• [REQUEST] Transcribe the lines of the listing below exactly, starting at the line that contains "Please annotate the flag stripe" and ending at the line that contains "<point>539,551</point>", with both of those lines included.
### RECORDS TO PROCESS
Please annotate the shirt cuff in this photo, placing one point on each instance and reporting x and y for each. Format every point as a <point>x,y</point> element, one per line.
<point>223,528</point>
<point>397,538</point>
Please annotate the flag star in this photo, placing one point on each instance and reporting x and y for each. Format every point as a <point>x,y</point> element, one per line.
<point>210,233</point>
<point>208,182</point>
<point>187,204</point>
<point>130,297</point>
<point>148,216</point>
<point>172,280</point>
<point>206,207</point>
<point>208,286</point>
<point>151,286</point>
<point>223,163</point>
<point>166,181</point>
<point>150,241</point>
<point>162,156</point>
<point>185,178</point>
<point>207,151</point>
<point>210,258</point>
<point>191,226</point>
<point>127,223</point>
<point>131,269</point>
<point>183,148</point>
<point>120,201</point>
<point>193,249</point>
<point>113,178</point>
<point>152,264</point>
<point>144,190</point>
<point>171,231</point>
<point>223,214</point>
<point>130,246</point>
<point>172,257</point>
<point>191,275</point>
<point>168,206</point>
######
### RECORDS TO PROCESS
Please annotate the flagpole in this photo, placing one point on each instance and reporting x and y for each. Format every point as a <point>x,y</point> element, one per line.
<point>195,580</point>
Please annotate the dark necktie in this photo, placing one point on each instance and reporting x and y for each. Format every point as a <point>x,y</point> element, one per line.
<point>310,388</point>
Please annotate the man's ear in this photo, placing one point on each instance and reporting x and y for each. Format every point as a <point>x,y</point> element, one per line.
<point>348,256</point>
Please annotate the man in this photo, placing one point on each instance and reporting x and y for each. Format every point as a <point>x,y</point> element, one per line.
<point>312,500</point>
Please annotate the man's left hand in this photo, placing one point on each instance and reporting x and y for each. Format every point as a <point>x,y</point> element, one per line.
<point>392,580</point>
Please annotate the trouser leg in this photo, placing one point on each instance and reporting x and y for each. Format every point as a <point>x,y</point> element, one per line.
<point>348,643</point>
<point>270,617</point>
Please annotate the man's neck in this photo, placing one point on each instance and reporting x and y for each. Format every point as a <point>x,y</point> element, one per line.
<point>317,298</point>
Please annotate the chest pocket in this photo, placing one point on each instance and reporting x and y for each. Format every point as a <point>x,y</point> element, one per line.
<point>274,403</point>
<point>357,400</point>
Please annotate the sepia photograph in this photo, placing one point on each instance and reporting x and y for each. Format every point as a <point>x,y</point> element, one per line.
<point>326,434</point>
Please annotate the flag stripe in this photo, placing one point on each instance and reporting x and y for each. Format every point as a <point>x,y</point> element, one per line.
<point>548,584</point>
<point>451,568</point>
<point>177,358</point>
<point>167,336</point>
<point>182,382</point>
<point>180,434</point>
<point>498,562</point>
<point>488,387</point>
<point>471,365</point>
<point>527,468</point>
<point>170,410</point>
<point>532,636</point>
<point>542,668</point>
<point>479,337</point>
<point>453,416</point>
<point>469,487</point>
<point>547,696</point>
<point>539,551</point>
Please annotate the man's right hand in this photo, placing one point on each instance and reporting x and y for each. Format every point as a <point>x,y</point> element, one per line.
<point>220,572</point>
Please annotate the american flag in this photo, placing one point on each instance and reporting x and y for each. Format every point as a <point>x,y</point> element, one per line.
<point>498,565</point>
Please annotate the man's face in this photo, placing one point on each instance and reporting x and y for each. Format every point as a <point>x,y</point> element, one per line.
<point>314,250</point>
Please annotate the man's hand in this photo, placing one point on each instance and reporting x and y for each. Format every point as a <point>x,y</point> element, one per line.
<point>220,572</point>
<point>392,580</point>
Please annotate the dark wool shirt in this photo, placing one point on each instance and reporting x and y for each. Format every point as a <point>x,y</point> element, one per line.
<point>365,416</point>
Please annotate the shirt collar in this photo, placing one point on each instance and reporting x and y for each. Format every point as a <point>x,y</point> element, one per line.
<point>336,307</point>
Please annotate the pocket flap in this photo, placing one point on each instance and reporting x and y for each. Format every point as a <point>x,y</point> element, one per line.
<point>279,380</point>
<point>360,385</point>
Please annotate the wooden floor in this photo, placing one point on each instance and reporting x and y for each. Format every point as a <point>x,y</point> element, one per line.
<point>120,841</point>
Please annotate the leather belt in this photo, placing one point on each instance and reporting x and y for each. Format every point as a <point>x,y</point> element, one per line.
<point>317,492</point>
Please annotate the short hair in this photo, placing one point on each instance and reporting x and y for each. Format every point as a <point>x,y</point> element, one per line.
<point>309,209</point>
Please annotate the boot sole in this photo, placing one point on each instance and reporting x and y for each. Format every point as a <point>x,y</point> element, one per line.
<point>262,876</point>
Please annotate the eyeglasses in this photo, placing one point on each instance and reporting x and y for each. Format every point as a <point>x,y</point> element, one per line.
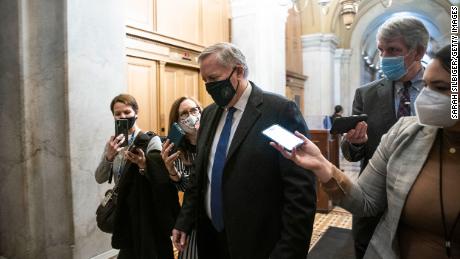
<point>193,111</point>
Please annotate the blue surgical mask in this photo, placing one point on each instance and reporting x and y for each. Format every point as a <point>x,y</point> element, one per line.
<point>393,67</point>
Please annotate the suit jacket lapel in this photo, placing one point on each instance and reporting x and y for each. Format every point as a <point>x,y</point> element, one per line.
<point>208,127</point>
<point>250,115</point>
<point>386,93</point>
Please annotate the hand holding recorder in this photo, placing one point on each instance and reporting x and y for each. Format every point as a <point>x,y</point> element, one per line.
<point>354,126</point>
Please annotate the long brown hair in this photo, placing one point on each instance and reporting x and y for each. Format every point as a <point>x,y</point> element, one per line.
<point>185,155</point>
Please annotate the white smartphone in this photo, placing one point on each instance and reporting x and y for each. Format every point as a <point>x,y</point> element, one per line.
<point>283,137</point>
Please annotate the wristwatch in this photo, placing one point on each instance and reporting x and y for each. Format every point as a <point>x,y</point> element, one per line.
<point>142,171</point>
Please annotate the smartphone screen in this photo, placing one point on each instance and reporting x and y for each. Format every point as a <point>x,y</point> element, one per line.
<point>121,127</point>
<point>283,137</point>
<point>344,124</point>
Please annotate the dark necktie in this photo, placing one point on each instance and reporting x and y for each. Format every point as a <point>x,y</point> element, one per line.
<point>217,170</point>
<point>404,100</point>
######
• [FULL OUTPUT]
Please annotate the flag stripe in this photo, placing one point on each instance and reporting x and y for each. Format every point as a <point>x,y</point> element, one per line.
<point>548,584</point>
<point>451,568</point>
<point>177,358</point>
<point>167,336</point>
<point>182,382</point>
<point>180,434</point>
<point>498,562</point>
<point>488,387</point>
<point>471,365</point>
<point>527,468</point>
<point>170,410</point>
<point>532,636</point>
<point>542,668</point>
<point>479,337</point>
<point>453,416</point>
<point>469,487</point>
<point>547,696</point>
<point>539,551</point>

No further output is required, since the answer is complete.